Dataset rows on where objects appear:
>>

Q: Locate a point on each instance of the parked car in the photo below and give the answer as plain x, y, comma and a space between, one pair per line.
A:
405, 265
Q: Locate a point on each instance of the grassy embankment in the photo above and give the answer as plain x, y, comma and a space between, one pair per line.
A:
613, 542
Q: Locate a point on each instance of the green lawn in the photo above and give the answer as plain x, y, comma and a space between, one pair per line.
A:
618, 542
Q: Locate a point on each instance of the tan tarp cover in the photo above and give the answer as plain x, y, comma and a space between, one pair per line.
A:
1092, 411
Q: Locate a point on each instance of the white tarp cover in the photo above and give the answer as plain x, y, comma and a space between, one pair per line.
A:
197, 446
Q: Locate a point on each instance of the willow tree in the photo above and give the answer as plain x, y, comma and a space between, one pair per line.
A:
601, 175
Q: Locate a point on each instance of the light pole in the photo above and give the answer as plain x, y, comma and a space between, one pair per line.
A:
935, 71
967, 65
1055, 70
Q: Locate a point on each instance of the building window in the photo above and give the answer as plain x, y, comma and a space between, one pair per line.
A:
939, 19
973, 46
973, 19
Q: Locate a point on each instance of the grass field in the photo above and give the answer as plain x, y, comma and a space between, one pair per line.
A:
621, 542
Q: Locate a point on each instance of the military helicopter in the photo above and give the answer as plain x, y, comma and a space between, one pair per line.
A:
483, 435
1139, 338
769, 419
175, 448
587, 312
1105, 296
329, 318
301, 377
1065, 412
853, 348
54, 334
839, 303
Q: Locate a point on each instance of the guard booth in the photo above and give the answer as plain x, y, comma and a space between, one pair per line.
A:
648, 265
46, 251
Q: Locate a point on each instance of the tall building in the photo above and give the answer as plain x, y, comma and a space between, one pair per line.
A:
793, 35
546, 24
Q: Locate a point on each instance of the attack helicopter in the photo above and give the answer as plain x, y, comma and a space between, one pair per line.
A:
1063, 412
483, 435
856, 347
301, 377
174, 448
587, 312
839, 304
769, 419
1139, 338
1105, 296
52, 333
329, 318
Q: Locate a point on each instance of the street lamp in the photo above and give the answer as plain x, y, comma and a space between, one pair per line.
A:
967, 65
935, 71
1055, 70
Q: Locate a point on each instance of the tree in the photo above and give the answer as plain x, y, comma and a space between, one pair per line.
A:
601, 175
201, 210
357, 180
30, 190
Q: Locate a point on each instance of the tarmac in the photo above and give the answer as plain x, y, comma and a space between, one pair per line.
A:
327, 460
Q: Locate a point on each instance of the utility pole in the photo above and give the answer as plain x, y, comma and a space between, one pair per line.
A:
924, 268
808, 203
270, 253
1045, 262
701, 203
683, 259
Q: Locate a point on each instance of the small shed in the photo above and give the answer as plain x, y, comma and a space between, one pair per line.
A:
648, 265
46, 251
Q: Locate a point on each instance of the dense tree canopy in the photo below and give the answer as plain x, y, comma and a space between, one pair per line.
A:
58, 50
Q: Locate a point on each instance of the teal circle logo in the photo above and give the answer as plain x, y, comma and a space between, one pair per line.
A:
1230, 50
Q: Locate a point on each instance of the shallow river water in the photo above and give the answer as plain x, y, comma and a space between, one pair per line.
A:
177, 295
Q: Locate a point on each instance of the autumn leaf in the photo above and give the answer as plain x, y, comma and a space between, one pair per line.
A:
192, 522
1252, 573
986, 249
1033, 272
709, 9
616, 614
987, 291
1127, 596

<<

◆ **Prompt**
Retype the records in full. Keep every line identical to the original.

◆ **The reply**
Q: Locate a point on each instance of the parked car in the photo below and give the answer as plain x, y, comma and a space between, one pair per line.
A:
405, 265
Q: Locate a point on each instance of the grassy embankment in the photo above and give the answer as plain x, y, comma and a space between, one pair per line.
A:
613, 542
Q: Locate a point on each instance of the green lawn in the photo above and give the answer as plain x, y, comma and a space between, one pair per line.
A:
618, 542
Q: Locate a point on each instance of the tan tarp cover in the photo above and give the answer as plain x, y, comma and a space between, one pair per line.
A:
1092, 411
Q: Locate a point on each instance of the white tarp cover in the photo above and give the answer as plain x, y, comma and a space between, one pair per line.
A:
197, 446
Q: Locate a point on each instance of the willow tree in the photo above and give the answer as plain x, y, comma and a space between, one pair per line.
A:
601, 175
Q: Locate a point on each instance of the light pole in the photo above and give the answer as plain x, y, comma and a space between, one pair per line.
A:
935, 71
967, 65
1055, 70
Q: Locate a point on each instance of the building window in the photo above and give the answer as plain x, y, comma and a space between, one pair per line.
A:
939, 19
973, 46
973, 19
Q: Locate a point on each instance of the grass field in the photo above and give the answer as plain x, y, comma and a space between, one pair per line.
A:
621, 542
Q: Locate a point on each instance of the military helicopter in the photo above and give the answer as plain x, y, comma and a space between, one pair per line.
A:
483, 435
1139, 338
769, 419
175, 448
587, 312
1105, 296
329, 318
301, 377
1065, 412
853, 348
54, 334
839, 303
Q: Locate a point on each instance of the guard booth in the photo above and give the answer as plain x, y, comma and a space between, one pair per line.
A:
648, 265
46, 251
Q: Locate a point on each instance of the tall building in the photo above and give the answer as plain x, y, comma and a space between, one pair per line.
A:
793, 35
546, 24
Q: Locate a point on each instance of the attack helicopter in the photo above and give the answer as plain x, y, comma and a space between, one pair per line.
A:
1063, 412
483, 435
856, 347
301, 377
174, 448
587, 312
839, 304
769, 419
1139, 338
1105, 296
52, 333
329, 318
Q: Locate a point on each instance of the street lamp in the photo above and give the answer as plain x, y, comma and a space between, one pair per line.
A:
967, 65
935, 71
1055, 70
Q: Locate a point on each instance of the tree in the photo above and give the answer as plain x, y, comma and a space between, one pair per line.
A:
601, 175
201, 210
357, 180
30, 190
Q: Locate a point on each instance of the tarmac in the photo above and give the answer as plain x, y, comma and a space between, one pair per line.
A:
327, 460
Q: Locate a point on each instance of the utility pole in the photo above and give the answer as plain x, y, comma and a space between, one pair per line.
A:
924, 268
808, 203
270, 253
1045, 262
701, 203
683, 259
Q: Locate a point on each instance of the small shed in the photo above and give the answer as plain x, y, comma and a space between, one pair per line.
A:
648, 265
46, 251
Q: Locate a point on each instance of the dense tree canopy in the photo below and give the answer as plain x, y, comma and a space between, one pair per line.
A:
58, 50
Q: Locate a point on each instance of the teal circle logo in the photo above and give the answer as plain x, y, comma and a space between, one pair per line.
A:
1230, 50
Q: Locate a point on each instance of the shallow river water in the photo above and give the answer as plain x, y, comma and a space between, one pair per line.
A:
177, 295
Q: Locate a point on each instance of the autumn leaf in the photo above and give the answer as plain x, y, comma and a space between, one pair per line.
A:
192, 522
1252, 573
986, 249
1033, 272
709, 9
616, 614
987, 291
1127, 596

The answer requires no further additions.